INSTRUCTIONS TO FOLLOW | If a record holds a picture, omit the picture, but copy everything else below exactly.

[[ GIVEN ENTRIES open ]]

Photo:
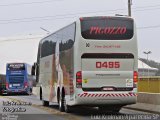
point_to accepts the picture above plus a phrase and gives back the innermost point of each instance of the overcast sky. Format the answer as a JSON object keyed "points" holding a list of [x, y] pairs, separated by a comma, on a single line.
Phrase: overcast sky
{"points": [[25, 17]]}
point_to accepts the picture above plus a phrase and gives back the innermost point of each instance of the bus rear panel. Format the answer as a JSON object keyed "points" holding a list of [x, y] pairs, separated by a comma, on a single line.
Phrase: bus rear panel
{"points": [[17, 78]]}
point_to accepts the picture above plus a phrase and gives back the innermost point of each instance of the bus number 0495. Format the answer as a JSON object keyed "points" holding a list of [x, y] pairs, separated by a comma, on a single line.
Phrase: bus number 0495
{"points": [[107, 65]]}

[[ GIVEN ENTRIES closed ]]

RESPONSE TO THIS TASK |
Photo:
point_to accepts the picture above plus a phrase and gives back the innermost point of each instance of the overcast sky. Format the answer as a JSON object keyed "points" holding a list of [x, y] pairs, separated by a comma, on a single line.
Phrase: overcast sky
{"points": [[25, 17]]}
point_to accepts the picture above plus a phrase and gives back the innermost point of each instance of the bus rear panel. Format the answer as a JSON object keyed "points" holding a list of [x, y] pairs, separated by a comma, on a single line.
Phrase: bus rear panel
{"points": [[17, 78]]}
point_to accepts the picture above plus a phrase and gives back the innermost point of each instance of the bus number 0495. Format the answer as a JSON object keyed "points" holding a list of [x, y] pairs, separated by a comma, on a single line.
Phrase: bus number 0495
{"points": [[107, 65]]}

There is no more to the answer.